- **PAGE TEXT**:
= Beginning of Section =
A Broader Assessment Of Climate Change Science Is Needed
This column summarizes a set of conclusions that have been reached on the Climate Science weblog. Among the most significant is that the IPCC climate change assessments have been too conservative in recognizing the importance of a diverse range of human climate forcings, as identified in a 2005 National Research Council Report, as they alter regional and global climate. As a result, attempts to significantly influence regional and local-scale climate based on controlling CO2 emissions alone is an inadequate policy for this purpose.
A website, Climate Science, was launched in July 2005 to provide a more inclusive venue to communicate climate science to other scientists, the public and the media.
There are a set of conclusions that have become clearer as the peer reviewed papers and reports were discussed on this website. These are:
1. The needed focus for the study of climate change and variability is on the regional and local scales. Global and zonally-averaged climate metrics would only be important to the extent that they provide useful information on these space scales.
2. Global and zonally-averaged surface temperature trend assessments, besides having major difficulties in terms of how this metric is diagnosed and analyzed, do not provide significant information on climate change and variability on the regional and local scales.
3. Global warming is not equivalent to climate change. Significant, societally important climate change, due to both natural- and human- climate forcings, can occur without any global warming or cooling.
4. The spatial pattern of ocean heat content change is the appropriate metric to assess climate system heat changes including global warming.
= End of Section =
Stored data entries
= Beginning of Section =
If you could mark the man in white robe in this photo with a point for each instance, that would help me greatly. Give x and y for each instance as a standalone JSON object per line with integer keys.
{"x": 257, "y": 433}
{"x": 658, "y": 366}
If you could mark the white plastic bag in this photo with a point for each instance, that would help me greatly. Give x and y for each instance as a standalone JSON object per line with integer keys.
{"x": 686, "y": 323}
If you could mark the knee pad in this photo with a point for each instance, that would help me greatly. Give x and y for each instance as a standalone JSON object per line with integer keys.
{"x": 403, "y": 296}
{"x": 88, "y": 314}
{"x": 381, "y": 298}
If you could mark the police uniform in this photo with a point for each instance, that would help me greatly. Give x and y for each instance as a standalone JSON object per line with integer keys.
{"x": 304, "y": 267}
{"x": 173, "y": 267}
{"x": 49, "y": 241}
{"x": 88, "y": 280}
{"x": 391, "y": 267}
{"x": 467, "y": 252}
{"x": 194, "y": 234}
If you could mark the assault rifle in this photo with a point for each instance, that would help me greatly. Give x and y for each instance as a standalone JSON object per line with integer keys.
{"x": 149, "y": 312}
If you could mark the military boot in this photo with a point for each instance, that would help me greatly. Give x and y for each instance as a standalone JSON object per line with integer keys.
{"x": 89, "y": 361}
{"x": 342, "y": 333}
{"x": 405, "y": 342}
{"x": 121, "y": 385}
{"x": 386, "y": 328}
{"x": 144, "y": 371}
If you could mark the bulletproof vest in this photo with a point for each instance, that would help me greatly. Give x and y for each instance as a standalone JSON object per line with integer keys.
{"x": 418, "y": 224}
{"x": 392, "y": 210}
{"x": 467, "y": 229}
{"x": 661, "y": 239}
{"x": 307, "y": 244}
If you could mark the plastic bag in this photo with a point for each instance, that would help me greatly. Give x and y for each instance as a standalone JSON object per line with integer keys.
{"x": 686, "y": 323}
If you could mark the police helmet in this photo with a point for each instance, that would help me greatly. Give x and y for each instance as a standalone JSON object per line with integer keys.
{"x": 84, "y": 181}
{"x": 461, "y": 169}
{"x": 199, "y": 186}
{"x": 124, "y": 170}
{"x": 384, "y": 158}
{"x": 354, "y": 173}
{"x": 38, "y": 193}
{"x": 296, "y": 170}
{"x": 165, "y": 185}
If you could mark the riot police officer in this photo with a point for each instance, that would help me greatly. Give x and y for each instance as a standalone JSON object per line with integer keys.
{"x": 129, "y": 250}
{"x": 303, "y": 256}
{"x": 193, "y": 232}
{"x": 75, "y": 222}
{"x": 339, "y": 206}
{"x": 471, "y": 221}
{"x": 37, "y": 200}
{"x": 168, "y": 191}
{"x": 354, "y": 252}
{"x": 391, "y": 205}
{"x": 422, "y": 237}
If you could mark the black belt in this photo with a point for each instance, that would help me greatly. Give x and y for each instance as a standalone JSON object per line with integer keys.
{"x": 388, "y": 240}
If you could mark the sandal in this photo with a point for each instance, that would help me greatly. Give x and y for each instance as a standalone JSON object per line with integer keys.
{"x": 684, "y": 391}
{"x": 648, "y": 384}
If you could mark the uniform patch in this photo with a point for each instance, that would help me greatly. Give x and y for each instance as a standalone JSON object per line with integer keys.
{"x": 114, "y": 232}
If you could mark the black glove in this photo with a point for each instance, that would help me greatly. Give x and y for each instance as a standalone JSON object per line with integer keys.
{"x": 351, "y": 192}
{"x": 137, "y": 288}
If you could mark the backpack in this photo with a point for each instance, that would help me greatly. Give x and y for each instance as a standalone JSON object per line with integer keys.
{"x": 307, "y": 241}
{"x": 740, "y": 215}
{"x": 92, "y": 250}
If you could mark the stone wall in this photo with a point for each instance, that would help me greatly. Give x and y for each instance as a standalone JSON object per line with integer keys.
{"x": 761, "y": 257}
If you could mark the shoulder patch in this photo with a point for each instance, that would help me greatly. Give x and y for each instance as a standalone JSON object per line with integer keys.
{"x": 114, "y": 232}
= End of Section =
- **QUESTIONS ON THE MATERIAL**:
1. From the climate science column, extract the passage starting with "There are a" and going on through "variability on the regional and local scales.".
2. Answer these questions using the climate science column.
(a) In what month and year was the Climate Science website launched?
(b) According to the column, global warming is not equivalent to what?
(c) What does the column name as the appropriate metric to assess climate system heat changes?
3. Write what comes next in the climate science column, picking up after its last sentence.
The rows have nothing to do with any of this.

- **ANSWER SECTION**:
1.
There are a set of conclusions that have become clearer as the peer reviewed papers and reports were discussed on this website. These are:
1. The needed focus for the study of climate change and variability is on the regional and local scales. Global and zonally-averaged climate metrics would only be important to the extent that they provide useful information on these space scales.
2. Global and zonally-averaged surface temperature trend assessments, besides having major difficulties in terms of how this metric is diagnosed and analyzed, do not provide significant information on climate change and variability on the regional and local scales.

2.
(a) July 2005
(b) Climate change
(c) The spatial pattern of ocean heat content change

3.
5. In terms of climate change and variability on the regional and local scale, the IPCC Reports, the CCSP Report on surface and tropospheric temperature trends, and the U.S. National Assessment have overstated the role of the radiative effect of the anthropogenic increase of CO2 relative to the role of the diversity of other human climate climate forcing on global warming, and more generally, on climate variability and change.
6. Global and regional climate models have not demonstrated skill at predicting climate change and variability on multi-decadal time scales.
7. Attempts to significantly influence regional and local-scale climate based on controlling CO2 emissions alone is an inadequate policy for this purpose.
8. A vulnerability framework, focused on regional and local societal and environmental resources of importance, is a more inclusive, useful, and scientifically robust framework to interact with policymakers, than is the focus on global multi-decadal climate predictions which are downscaled to the regional and local scales. The vulnerability paradigm permits the evaluation of the entire spectrum of risks associated with different social and environmental threats, including climate variability and change.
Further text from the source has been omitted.